Exercise aim: Copy all the records below with every "sample" changed to "example" and nothing else altered. Leave the pictures out.

⁂

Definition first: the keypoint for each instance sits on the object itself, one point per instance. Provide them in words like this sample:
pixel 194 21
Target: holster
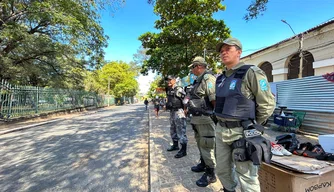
pixel 214 118
pixel 258 148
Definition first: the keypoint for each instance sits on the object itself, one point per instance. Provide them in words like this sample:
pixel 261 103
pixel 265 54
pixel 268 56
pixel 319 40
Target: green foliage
pixel 256 8
pixel 51 42
pixel 119 76
pixel 186 29
pixel 157 82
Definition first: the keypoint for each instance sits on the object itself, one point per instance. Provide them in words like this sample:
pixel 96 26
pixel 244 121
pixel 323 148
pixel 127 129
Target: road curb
pixel 28 126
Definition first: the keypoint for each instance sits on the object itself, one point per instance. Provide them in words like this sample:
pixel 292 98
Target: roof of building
pixel 331 21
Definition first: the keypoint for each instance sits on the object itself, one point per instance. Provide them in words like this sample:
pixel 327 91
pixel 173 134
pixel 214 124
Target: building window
pixel 268 69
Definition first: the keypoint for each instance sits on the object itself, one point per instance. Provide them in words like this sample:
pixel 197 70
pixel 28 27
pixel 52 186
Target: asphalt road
pixel 103 151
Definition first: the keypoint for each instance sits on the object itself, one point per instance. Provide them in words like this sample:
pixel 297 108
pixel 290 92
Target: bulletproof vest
pixel 230 102
pixel 174 102
pixel 198 105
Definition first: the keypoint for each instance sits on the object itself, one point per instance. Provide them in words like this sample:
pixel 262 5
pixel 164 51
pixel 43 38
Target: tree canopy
pixel 256 8
pixel 51 42
pixel 186 30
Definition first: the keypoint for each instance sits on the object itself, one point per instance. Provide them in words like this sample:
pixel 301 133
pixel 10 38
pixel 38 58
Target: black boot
pixel 174 147
pixel 200 167
pixel 182 152
pixel 207 178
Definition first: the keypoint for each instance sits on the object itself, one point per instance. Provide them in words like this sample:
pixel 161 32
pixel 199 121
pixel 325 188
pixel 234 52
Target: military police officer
pixel 175 96
pixel 200 106
pixel 243 99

⁂

Correct output:
Definition first: the keypoint for each instance sits on the object itself, one point per instance. Provide them in words like this example:
pixel 194 21
Target: holster
pixel 214 118
pixel 258 148
Definition first: the keypoint for each instance sits on the object itself, one point per instance. Provide them in words like this example:
pixel 261 103
pixel 265 54
pixel 268 56
pixel 319 40
Target: green foliage
pixel 256 8
pixel 51 42
pixel 119 76
pixel 186 29
pixel 157 82
Definition first: the keypoint for each instance sits on the object itself, one point per instance. Provide them in words like this example:
pixel 96 26
pixel 244 121
pixel 323 148
pixel 127 129
Target: road curb
pixel 28 126
Definition first: the keypoint for each instance sits on the object itself, one point per instance. Provide them in words like this example:
pixel 292 98
Target: roof of building
pixel 331 21
Definition first: the keypoint for each instance sits on the object itself, one point per instance. Provide them in words like this example:
pixel 327 91
pixel 173 134
pixel 214 124
Target: building window
pixel 268 69
Definition first: the keypoint for each instance sits on the object itself, one point per instance. Provide them in words like this example:
pixel 197 70
pixel 28 27
pixel 52 186
Target: asphalt road
pixel 103 151
Definition first: the keypoint for each instance sits on the object itself, one point per instance. Provide them in words like this example:
pixel 297 108
pixel 290 92
Target: bulletproof vest
pixel 230 102
pixel 174 102
pixel 198 105
Definition first: the keypoint for each instance sits on the object itself, one point per instance. Provide them in words like this example:
pixel 262 5
pixel 164 51
pixel 43 38
Target: tree canopy
pixel 256 8
pixel 51 42
pixel 186 30
Definition first: the keypoint for each instance sits on the object itself, one point per instance. Provide them in words like this example:
pixel 301 133
pixel 10 38
pixel 38 58
Target: black boot
pixel 174 147
pixel 200 167
pixel 182 152
pixel 207 178
Definition first: the keypoint for each instance sits on the object itself, one point per instance. Provide them in words like this example:
pixel 161 32
pixel 199 121
pixel 325 188
pixel 234 52
Target: military police officer
pixel 175 96
pixel 200 106
pixel 243 99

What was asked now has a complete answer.